====== Data excerpts ======

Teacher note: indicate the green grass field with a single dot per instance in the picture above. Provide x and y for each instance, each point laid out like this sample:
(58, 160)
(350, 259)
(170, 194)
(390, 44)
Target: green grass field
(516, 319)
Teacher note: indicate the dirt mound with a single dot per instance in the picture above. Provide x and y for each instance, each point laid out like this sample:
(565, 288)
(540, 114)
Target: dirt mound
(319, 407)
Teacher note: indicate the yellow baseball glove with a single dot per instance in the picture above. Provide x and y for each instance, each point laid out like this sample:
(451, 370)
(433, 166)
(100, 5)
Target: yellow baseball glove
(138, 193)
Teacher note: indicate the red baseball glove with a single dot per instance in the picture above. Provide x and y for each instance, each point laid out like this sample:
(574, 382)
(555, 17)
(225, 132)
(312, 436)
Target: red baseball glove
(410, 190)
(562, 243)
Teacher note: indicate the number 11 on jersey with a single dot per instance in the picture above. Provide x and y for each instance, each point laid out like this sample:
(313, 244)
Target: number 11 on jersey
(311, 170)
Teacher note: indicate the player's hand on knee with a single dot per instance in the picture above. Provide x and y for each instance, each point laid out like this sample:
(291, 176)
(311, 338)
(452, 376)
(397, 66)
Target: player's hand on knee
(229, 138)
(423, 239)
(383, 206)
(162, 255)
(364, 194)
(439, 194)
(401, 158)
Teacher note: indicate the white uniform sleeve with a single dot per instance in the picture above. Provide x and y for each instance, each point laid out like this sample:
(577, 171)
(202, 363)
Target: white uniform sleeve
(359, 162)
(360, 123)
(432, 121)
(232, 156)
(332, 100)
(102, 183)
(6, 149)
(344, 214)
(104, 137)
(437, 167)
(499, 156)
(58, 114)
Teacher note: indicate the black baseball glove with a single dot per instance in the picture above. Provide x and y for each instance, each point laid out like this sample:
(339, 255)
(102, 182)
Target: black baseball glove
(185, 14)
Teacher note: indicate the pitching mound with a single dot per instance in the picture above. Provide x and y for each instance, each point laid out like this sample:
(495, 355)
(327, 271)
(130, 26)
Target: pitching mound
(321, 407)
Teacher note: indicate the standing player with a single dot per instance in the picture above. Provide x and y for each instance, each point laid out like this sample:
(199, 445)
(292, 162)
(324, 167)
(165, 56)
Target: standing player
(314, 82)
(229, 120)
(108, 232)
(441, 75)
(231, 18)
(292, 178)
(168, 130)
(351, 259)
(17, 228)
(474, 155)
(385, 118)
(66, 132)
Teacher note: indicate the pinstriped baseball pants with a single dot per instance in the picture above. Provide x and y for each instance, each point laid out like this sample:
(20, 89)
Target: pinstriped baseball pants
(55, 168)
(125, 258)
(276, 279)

======

Short task: Print all of the rows above again, character for character, with nothing changed or left out.

Solution below:
Teacher note: indicate the green grass field with a single dot per instance in the picture above. Provide x and y for each instance, each point laid out like this sample:
(58, 160)
(350, 259)
(170, 194)
(390, 44)
Target: green grass field
(516, 319)
Teacher note: indicate the dirt mound with a single dot per instance in the picture above. Provide x and y for each instance, each point laid out like this sample:
(565, 288)
(540, 114)
Target: dirt mound
(319, 407)
Teacher note: indicate the yellow baseball glove with a single dot per instance in the picture above. Provide x and y for each instance, each point laid out like this sample:
(451, 370)
(433, 166)
(100, 5)
Target: yellow baseball glove
(138, 193)
Teacher note: indicate the red baseball glove with a single dot per instance in the picture above. Provide x and y for each instance, each point laid out like this sample:
(574, 382)
(555, 17)
(225, 132)
(312, 436)
Target: red baseball glove
(410, 190)
(562, 243)
Teacher note: indicate the number 11 on jersey with a single dot per instance in the picture above. Provide x and y for each instance, each point laid out like this sample:
(313, 244)
Target: number 11 on jersey
(311, 170)
Teacher note: indicate the player's hand on knee with a single dot per instance in the picture above. Provide x and y for each instance, each point laid out like this sample:
(291, 176)
(311, 338)
(452, 376)
(397, 66)
Target: player's hand on knee
(229, 138)
(423, 239)
(383, 206)
(162, 255)
(364, 194)
(439, 194)
(401, 158)
Teacher note: indicate the white uniform sleeve with a single dot per instance in the picture above. Provide x and y for each instance, each point laid out like this sample:
(577, 171)
(202, 363)
Target: white uniform sleeve
(359, 162)
(360, 123)
(432, 121)
(232, 156)
(332, 100)
(102, 183)
(6, 149)
(344, 214)
(104, 137)
(437, 167)
(499, 156)
(58, 114)
Teacher note: indicate the black baseball glove with a single dot per instance in the picture above. Provide x and y for each instance, each point laid out like this sample:
(339, 255)
(102, 182)
Target: black baseball glove
(185, 14)
Teacher note: indicate the pitching mound with a single dot per instance in the picture above. Provide x and y for each instance, each point laid out like this sample:
(495, 355)
(327, 271)
(130, 26)
Target: pitching mound
(321, 407)
Teacher note: indicate the standing player with a single dot per instance in the picture above. Provide x and y for each instance, each point laid out like this sample:
(199, 445)
(292, 162)
(324, 167)
(165, 56)
Target: standing player
(314, 82)
(229, 120)
(108, 232)
(441, 75)
(231, 18)
(292, 178)
(168, 130)
(351, 259)
(17, 228)
(474, 155)
(385, 118)
(66, 132)
Teacher note: indicate the pinstriped baseball pants with a single dot per instance in the picture above. Provide x and y for each instance, each point laid out like this sample:
(20, 89)
Target: pinstriped baseball pants
(55, 168)
(125, 258)
(276, 279)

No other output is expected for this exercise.